Указание: Выведите без изменений фрагмент приведенного ниже текста воспоминаний, начиная со слов «Воспоминания. Книга третья» и заканчивая словами «Харджиев просто ругался.».

Исходный текст:

Чтение онлайн

ЖАНРЫ

Воспоминания. Книга третья
Шрифт:

Пункт десятый: У Наташи Штемпель была целая груда шуточных стихотворений, записанных О. М. на женских конвертах — вечное отсутствие бумаги… Этих конвертов нет и листки с шуточными стихами не отвечают форме этих маленьких конвертов… Здесь Харджиев просто ругался.

Пункт одиннадцатый: Второй автограф «Груша и черемуха» — один я достала из письма, второй дала Наташа. Харджиев уверял меня, что этого автографа я из письма не доставала…

Пункт двенадцатый: Листок (первый) из статьи о Скрябине, точно совпадающий по тексту, но с другим названием: «Пушкин и Скрябин». Этого листка я с Харджиевым вместе не рассматривала, и у меня есть сомнения, дала ли я ему статью с двумя заглавными листами или только с одним… Но тогда его украл другой человек… Харджиев все время (разговаривал поразительно правдивым голосом. Я такой голос услышала, когда Наталья Евгеньевна пожаловалась, что Харджиев, услыхав в телефон ее голос, обложил ее отборным матом. Я рассказала об этом Харджиеву,

и он сказал: «Надя, вы же меня знаете». И так далее — вот этим самым честным голосом… Я поверила ему. Потом я узнала, что он так ругает свою сестру, когда она ему звонит. Это мне рассказала Чага. Очевидно, ему показалось, что звонит сестра, и потому попало Наташе… Страшная лживость.

Строки набора данных:
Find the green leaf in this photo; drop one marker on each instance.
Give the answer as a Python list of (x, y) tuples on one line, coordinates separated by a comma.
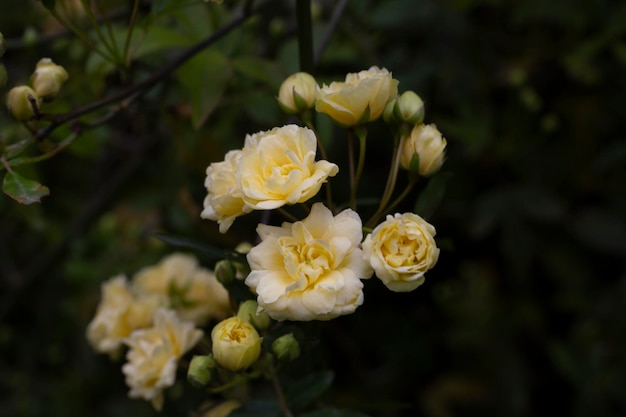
[(262, 70), (258, 409), (23, 190), (308, 389), (431, 196), (204, 79), (334, 413)]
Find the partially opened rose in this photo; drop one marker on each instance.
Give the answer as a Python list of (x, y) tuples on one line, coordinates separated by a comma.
[(311, 269), (401, 249), (278, 167), (360, 99), (224, 202)]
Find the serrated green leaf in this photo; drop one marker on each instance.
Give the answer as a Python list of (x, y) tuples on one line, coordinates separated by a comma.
[(204, 79), (304, 392), (431, 196), (258, 409), (23, 190)]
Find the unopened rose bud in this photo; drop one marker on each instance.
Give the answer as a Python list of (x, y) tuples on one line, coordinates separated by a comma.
[(3, 46), (236, 344), (23, 103), (3, 76), (297, 93), (200, 370), (48, 79), (426, 145), (409, 108), (286, 348), (225, 272), (248, 311)]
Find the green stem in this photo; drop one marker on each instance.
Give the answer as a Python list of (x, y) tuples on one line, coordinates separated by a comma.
[(129, 34), (282, 401), (111, 48), (305, 35), (361, 133)]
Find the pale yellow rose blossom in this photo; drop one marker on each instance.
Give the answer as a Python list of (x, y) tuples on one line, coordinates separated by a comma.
[(427, 142), (401, 249), (236, 343), (310, 269), (154, 353), (360, 99), (191, 290), (278, 167), (224, 202), (119, 313)]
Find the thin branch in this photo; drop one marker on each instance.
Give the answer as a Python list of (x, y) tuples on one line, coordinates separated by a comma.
[(330, 31), (152, 80)]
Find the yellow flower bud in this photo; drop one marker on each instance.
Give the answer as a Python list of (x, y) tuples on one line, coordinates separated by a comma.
[(23, 102), (409, 108), (48, 79), (200, 370), (297, 93), (236, 344), (248, 311), (286, 348), (426, 145)]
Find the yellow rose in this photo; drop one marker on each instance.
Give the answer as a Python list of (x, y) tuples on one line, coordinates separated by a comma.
[(311, 269), (236, 344), (154, 354), (278, 167), (401, 249), (428, 143), (48, 79), (360, 99), (192, 291), (119, 313), (223, 202), (297, 93)]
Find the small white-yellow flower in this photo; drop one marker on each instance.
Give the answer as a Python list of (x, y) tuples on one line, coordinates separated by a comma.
[(236, 343), (191, 290), (401, 249), (428, 144), (360, 99), (224, 202), (154, 354), (311, 269), (278, 167), (119, 313)]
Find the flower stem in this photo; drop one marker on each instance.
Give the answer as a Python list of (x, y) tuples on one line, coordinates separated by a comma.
[(305, 35), (361, 133)]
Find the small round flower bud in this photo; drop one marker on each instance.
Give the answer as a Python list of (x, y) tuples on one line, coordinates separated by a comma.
[(200, 370), (3, 76), (3, 46), (48, 79), (409, 108), (23, 102), (225, 272), (248, 311), (236, 344), (388, 115), (297, 93), (426, 146), (286, 348)]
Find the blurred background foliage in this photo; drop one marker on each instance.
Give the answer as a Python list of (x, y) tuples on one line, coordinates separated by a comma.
[(523, 316)]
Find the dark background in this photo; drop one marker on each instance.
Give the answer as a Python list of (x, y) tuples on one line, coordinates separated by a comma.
[(524, 315)]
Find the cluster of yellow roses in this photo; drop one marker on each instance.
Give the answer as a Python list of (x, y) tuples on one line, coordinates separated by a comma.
[(155, 315), (312, 269)]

Правильный ответ:
Воспоминания. Книга третья
Шрифт:

Пункт десятый: У Наташи Штемпель была целая груда шуточных стихотворений, записанных О. М. на женских конвертах — вечное отсутствие бумаги… Этих конвертов нет и листки с шуточными стихами не отвечают форме этих маленьких конвертов… Здесь Харджиев просто ругался.